## Start

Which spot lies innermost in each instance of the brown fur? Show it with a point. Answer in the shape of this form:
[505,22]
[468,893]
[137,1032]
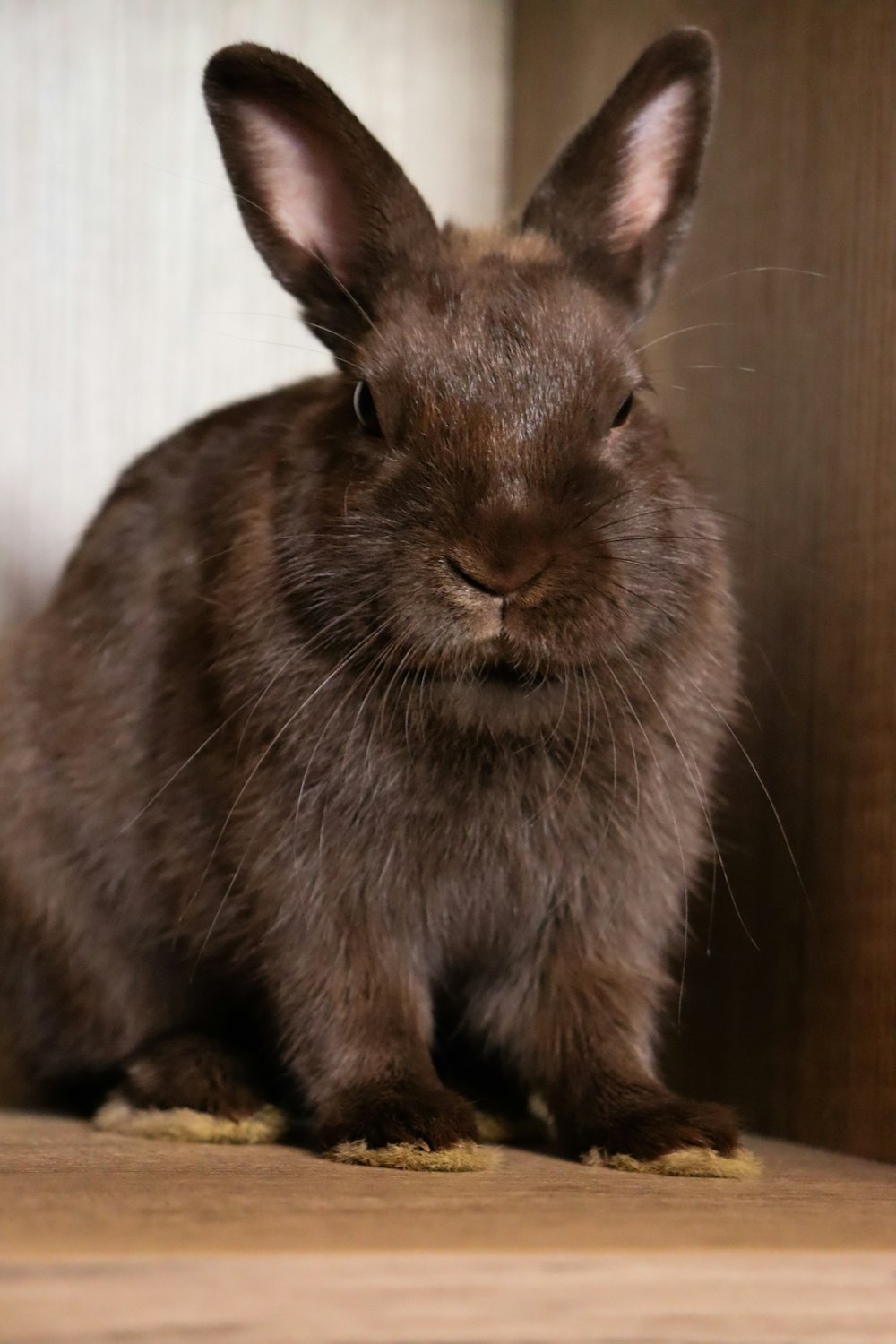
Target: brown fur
[328,745]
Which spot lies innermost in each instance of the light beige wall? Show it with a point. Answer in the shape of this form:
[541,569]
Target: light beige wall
[129,296]
[780,387]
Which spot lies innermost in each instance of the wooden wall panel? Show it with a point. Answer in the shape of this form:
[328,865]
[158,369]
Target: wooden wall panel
[788,410]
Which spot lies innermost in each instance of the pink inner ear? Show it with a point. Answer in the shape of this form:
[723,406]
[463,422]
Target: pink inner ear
[651,156]
[303,188]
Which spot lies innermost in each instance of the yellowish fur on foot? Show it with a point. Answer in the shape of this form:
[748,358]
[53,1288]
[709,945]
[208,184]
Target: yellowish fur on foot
[685,1161]
[416,1158]
[190,1126]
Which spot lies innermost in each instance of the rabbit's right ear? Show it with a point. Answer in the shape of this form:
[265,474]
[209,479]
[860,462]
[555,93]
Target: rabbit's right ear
[328,209]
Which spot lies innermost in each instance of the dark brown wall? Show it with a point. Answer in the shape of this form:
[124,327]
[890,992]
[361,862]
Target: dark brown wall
[797,1018]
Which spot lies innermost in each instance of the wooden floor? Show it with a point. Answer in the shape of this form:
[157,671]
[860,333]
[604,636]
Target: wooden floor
[108,1238]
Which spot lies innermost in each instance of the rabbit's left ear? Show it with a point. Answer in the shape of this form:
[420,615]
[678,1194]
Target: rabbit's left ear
[618,199]
[328,209]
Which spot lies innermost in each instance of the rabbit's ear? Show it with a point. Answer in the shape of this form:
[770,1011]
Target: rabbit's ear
[328,209]
[618,198]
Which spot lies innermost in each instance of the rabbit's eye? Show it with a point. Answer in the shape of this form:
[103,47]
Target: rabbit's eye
[366,410]
[625,410]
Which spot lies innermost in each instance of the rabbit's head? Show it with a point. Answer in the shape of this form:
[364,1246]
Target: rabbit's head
[485,495]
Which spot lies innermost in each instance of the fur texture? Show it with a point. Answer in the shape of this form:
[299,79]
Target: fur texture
[739,1164]
[375,720]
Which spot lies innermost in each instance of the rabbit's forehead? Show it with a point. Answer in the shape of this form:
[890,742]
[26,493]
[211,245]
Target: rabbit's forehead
[500,332]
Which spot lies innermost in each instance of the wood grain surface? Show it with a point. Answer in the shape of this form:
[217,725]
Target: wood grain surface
[775,358]
[108,1238]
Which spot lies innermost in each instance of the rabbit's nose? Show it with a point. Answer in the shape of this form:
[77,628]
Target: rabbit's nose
[498,580]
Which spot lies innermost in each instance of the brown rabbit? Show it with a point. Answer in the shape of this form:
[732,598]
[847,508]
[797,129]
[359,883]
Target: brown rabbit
[368,737]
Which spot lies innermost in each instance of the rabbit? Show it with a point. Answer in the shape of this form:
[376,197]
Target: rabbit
[368,739]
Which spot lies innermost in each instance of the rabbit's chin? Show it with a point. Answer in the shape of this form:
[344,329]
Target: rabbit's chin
[500,703]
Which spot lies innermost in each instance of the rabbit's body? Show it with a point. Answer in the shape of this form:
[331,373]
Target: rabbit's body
[295,771]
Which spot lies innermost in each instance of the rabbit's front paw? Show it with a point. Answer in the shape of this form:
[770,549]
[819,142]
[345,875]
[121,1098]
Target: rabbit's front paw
[398,1112]
[659,1125]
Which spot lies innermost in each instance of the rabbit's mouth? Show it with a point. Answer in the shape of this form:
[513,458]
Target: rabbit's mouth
[511,676]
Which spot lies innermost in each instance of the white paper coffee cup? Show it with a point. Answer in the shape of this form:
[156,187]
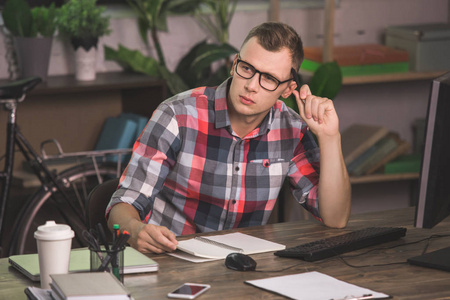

## End

● **TASK REQUIREMENTS**
Please lay out the lines from the one holding "Which spot lies innermost in each instance of the wood grain" through the last line above, inclusive, as a Markdown table with the columns Row and Line, skipping blank lines and leaving out the pictures.

● **FULL ANSWER**
| Row | Line |
|---|---|
| 1 | Which spot lies innermost in each instance of the wood grain surface? Show it with a point. Answer in the shape of this form: |
| 2 | [217,725] |
| 3 | Target: wood grain surface |
| 4 | [775,358] |
| 5 | [108,1238] |
| 6 | Which spot lies innermost in each instance of the rabbit's nose? Show it with a point. Answer in the shape of this form: |
| 7 | [77,628] |
| 8 | Target: rabbit's nose |
| 9 | [498,580] |
| 10 | Which spot lies innermost in each instance of the brown rabbit? Show it with a point. Answer in the shape of this form: |
| 11 | [732,598] |
| 12 | [847,508] |
| 13 | [797,129] |
| 14 | [359,883] |
| 15 | Target: brown rabbit |
| 16 | [368,737] |
| 17 | Which spot lies innermost in each instance of the rabbit? Show it with a point. Answer in the shape of this form: |
| 18 | [376,197] |
| 19 | Target: rabbit |
| 20 | [368,739] |
| 21 | Which spot lies innermost in each instance of the rabbit's chin? Show it with a point. Answer in the shape of this form: |
| 22 | [344,329] |
| 23 | Target: rabbit's chin |
| 24 | [500,703] |
| 25 | Which spot lies innermost in each instance of the rabbit's body? Show it with a point. Answer in the shape of this form: |
| 26 | [331,373] |
| 27 | Target: rabbit's body |
| 28 | [295,771] |
| 29 | Which spot lies innermost in each instance of the rabbit's front paw? Show it with a point. Answer in the shape of this form: |
| 30 | [770,549] |
| 31 | [819,142] |
| 32 | [345,875] |
| 33 | [121,1098] |
| 34 | Target: rabbit's front paw |
| 35 | [398,1112] |
| 36 | [659,1125] |
| 37 | Which spot lies innermost in each instance of the rabbit's mouth? Show it with a point. Answer in the shape of this form: |
| 38 | [513,458] |
| 39 | Target: rabbit's mouth |
| 40 | [511,676] |
| 41 | Which spot lies innermost in each instance of the white paper coffee cup? Show it with a point. Answer in the shape of this form: |
| 42 | [156,187] |